══ Dataset records

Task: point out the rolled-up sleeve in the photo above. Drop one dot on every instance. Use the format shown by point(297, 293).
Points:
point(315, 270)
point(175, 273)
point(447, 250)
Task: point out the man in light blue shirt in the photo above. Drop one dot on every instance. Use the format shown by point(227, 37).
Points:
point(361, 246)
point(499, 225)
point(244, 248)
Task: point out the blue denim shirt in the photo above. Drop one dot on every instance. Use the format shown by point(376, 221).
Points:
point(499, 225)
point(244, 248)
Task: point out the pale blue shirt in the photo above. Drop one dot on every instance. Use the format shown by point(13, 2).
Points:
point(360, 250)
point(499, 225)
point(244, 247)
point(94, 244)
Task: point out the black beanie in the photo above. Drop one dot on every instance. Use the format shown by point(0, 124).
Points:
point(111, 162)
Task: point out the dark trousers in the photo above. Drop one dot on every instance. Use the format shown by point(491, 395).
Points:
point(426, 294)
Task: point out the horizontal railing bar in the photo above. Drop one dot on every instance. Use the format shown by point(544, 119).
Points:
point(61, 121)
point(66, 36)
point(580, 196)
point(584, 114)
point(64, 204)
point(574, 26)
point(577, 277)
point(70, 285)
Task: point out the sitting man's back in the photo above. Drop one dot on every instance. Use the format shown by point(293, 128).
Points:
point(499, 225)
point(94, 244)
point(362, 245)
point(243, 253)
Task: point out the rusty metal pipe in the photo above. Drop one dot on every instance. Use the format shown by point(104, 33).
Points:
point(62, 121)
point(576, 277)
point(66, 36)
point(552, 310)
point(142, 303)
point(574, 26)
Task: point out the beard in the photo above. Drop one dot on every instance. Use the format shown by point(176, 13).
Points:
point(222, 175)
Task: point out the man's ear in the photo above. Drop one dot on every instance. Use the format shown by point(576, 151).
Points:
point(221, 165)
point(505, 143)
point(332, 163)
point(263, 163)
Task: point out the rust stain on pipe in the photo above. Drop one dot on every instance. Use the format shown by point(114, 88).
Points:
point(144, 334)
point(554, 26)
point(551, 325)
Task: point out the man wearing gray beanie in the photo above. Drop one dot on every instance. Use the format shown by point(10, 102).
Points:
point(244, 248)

════

Please rewrite every line from the one containing "Task: point out the man's" through the end of the items, keeping each item's wording unchanged but scaling the point coordinates listed in the answers by 1.5, rounded to whole numbers with halves rounded up. Leave the numbers inside the items' own wording as they are.

- **Exercise answer**:
Task: point out the man's ear in the photo above. Drop one dot on every instance. Use the format shown by point(576, 151).
Points:
point(332, 248)
point(758, 215)
point(498, 245)
point(395, 245)
Task: point out the rust stain on pipe in the photo above. Drop one dot on every instance. Use the format shown by point(114, 88).
Points:
point(216, 501)
point(831, 39)
point(827, 488)
Task: point out the man wearing gray beanie in the photo above. Drop one dot on every instance. Use the format shown by point(10, 102).
Points:
point(366, 372)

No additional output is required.